(Dataset items)
-=-=-=-=-
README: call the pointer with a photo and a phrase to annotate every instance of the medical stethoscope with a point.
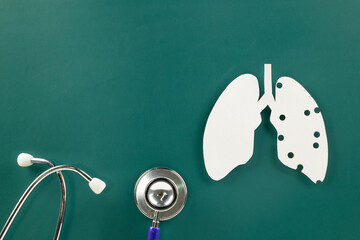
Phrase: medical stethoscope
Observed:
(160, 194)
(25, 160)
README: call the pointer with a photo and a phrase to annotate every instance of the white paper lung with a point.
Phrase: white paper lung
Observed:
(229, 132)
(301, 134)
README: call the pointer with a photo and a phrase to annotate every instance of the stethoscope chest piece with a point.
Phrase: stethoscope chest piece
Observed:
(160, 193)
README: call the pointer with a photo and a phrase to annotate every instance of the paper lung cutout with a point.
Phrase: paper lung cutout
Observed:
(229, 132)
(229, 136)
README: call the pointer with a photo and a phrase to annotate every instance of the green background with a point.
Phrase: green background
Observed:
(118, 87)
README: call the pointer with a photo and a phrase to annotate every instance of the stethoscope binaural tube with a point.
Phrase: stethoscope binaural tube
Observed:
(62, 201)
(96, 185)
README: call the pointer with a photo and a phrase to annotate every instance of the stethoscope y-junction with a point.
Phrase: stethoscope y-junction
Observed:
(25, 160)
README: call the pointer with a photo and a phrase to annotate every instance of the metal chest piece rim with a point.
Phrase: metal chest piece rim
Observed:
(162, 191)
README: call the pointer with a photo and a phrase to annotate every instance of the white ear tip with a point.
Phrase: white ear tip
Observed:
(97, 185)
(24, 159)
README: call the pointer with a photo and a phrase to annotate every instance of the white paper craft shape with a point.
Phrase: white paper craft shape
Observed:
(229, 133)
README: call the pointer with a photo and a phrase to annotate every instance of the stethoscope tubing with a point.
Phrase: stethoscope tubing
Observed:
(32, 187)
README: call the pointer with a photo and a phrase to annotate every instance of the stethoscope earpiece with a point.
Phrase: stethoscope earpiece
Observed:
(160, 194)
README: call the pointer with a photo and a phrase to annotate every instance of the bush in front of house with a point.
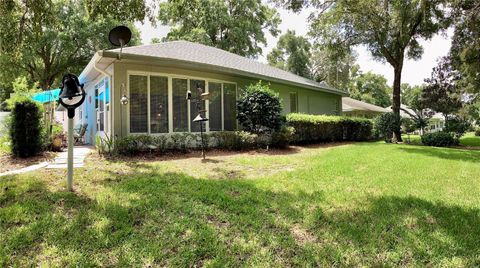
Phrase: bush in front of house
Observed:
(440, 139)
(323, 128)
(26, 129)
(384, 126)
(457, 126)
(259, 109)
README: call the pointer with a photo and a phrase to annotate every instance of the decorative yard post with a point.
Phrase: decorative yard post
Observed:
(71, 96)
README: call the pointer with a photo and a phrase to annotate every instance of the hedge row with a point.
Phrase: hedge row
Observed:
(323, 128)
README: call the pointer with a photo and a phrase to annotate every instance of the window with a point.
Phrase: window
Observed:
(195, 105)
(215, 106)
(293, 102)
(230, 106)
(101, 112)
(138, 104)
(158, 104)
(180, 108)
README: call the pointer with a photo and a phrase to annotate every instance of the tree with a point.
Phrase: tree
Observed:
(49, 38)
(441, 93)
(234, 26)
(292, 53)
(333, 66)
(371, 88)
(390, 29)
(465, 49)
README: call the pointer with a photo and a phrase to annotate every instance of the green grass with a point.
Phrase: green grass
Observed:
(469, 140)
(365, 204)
-=-=-=-=-
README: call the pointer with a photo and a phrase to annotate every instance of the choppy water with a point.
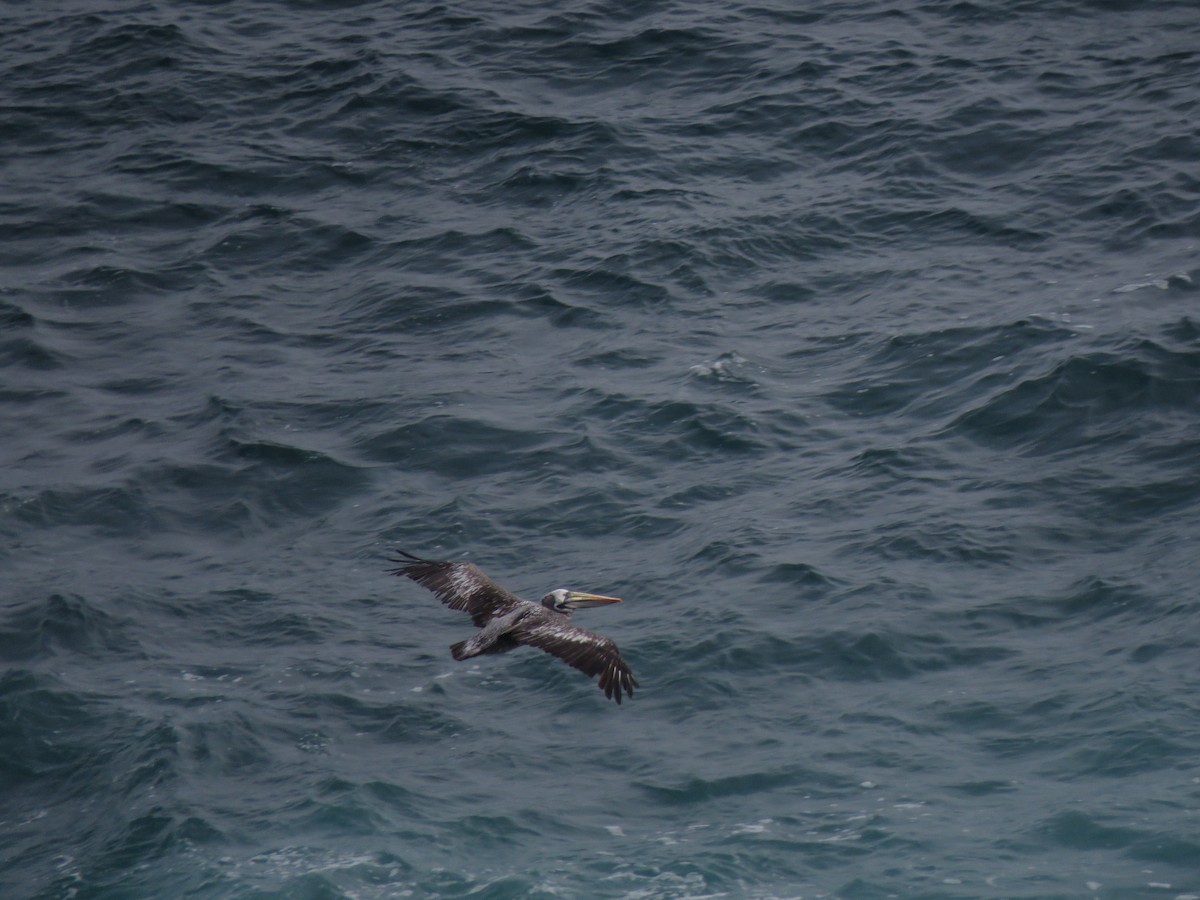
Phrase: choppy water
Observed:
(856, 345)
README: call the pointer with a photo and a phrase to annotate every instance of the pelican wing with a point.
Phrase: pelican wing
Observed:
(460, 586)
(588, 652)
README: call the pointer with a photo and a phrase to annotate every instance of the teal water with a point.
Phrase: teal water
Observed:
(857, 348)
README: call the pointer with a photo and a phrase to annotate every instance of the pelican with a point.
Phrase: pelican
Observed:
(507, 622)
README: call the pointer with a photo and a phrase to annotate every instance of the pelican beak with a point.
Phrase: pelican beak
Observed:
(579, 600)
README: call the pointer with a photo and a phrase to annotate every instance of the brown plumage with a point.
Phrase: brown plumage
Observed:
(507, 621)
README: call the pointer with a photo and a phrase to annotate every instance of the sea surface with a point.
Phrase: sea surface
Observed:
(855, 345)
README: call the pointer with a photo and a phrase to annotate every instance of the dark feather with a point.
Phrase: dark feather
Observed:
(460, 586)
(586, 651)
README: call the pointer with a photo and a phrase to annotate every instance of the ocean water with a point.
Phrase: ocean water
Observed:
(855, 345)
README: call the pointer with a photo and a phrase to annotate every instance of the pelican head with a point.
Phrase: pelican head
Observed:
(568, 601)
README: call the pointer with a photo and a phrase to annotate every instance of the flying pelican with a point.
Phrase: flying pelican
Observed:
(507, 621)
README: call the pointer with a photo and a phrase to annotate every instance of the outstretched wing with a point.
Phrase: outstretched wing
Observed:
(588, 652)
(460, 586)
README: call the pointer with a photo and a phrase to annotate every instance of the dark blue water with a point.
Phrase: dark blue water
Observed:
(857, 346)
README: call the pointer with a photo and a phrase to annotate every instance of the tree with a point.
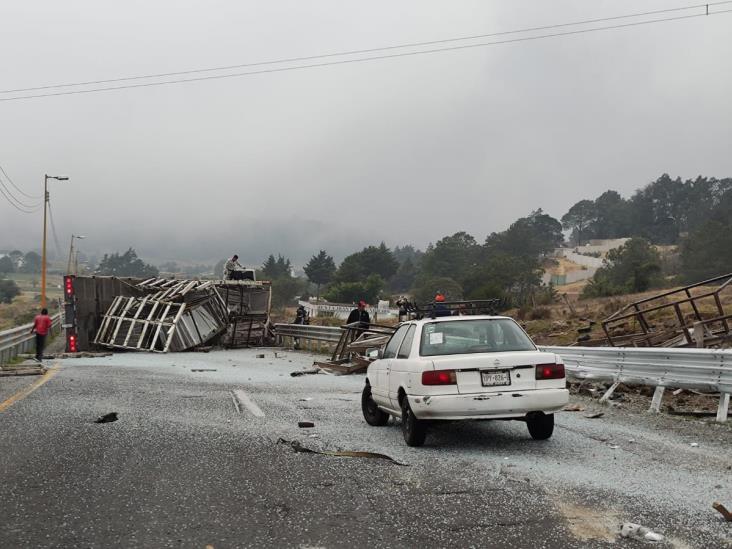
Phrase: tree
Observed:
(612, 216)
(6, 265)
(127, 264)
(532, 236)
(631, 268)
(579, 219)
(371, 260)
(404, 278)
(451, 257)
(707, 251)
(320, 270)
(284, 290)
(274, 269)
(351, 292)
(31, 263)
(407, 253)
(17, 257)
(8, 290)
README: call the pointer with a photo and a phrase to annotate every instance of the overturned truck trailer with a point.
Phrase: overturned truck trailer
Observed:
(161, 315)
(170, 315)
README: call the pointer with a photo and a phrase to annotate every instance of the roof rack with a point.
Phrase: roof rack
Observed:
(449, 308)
-=-=-=-=-
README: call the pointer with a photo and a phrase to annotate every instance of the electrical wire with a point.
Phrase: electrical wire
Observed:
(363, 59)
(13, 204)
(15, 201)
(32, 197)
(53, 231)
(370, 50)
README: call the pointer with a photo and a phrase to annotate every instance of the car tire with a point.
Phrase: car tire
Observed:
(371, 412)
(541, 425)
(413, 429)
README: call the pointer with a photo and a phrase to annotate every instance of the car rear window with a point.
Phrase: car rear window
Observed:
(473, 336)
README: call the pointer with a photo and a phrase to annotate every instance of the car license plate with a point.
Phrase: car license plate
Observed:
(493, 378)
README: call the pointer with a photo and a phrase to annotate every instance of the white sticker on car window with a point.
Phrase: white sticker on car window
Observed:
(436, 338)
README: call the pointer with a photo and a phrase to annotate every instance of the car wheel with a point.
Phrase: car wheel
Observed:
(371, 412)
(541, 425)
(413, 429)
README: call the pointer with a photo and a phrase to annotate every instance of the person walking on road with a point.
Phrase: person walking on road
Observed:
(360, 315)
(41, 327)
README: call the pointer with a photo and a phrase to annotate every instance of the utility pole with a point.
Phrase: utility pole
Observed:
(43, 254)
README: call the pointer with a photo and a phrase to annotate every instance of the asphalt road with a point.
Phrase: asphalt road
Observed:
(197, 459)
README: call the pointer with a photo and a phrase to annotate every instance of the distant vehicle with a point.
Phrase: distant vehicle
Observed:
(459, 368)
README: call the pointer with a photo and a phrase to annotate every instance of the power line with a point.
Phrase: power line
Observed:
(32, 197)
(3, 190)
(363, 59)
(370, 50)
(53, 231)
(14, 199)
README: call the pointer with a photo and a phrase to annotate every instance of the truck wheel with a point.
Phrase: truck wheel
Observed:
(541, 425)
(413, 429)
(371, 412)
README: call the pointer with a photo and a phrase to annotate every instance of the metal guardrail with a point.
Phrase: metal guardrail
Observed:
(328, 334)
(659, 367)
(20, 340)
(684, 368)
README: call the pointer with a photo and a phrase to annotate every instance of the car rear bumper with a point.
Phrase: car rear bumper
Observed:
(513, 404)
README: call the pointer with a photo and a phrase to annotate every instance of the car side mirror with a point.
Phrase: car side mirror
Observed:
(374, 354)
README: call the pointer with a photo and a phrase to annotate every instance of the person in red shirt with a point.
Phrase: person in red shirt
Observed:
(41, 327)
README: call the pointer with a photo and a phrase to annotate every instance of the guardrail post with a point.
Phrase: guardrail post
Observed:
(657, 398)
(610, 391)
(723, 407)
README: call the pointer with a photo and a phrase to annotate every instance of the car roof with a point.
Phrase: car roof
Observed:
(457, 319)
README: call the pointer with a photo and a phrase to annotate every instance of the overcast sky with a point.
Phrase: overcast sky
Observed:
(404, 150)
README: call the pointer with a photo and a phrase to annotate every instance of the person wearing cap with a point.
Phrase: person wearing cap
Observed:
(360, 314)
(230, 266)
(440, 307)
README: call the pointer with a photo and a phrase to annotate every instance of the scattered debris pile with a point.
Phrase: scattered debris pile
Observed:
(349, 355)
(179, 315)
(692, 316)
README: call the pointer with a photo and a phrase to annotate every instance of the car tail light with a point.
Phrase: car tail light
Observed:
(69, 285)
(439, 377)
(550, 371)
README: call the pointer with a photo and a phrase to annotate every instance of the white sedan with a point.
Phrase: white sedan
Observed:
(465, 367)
-=-=-=-=-
* **What to produce**
Could you output exactly the lines above, from the line with "stethoscope with a point." up to and including the line with "Phrase: stethoscope binaural tube", and nothing else, skipping the pictures?

* **Result for this task**
README: call the pointer with a photo and a phrase to annotate every instance of the medical stethoscope with a point.
Phrase: medical stethoscope
Observed:
(160, 194)
(25, 160)
README: call the pointer with a photo and a phrase to annotate every instance of the white paper lung with a point.
Phrase: white paper lung
Observed:
(229, 132)
(301, 134)
README: call the pointer with a photo and a phrase to annotate every instance of the stethoscope chest piece with a point.
Phrase: stethoscope chest piece
Observed:
(160, 193)
README: call the pointer with a photo and a phrase to annotate every instance of the paper lung cutout with a point.
Phrase: paper lung cutout
Observed:
(229, 132)
(229, 136)
README: call the pointer with a photo and a phrase to annotate every instance of the green background with a point.
Phrase: green background
Observed:
(118, 87)
README: call the pointer with a photo and a phrase to annotate every instance of the stethoscope binaural tube with a point.
Phrase: stethoscope binaural tube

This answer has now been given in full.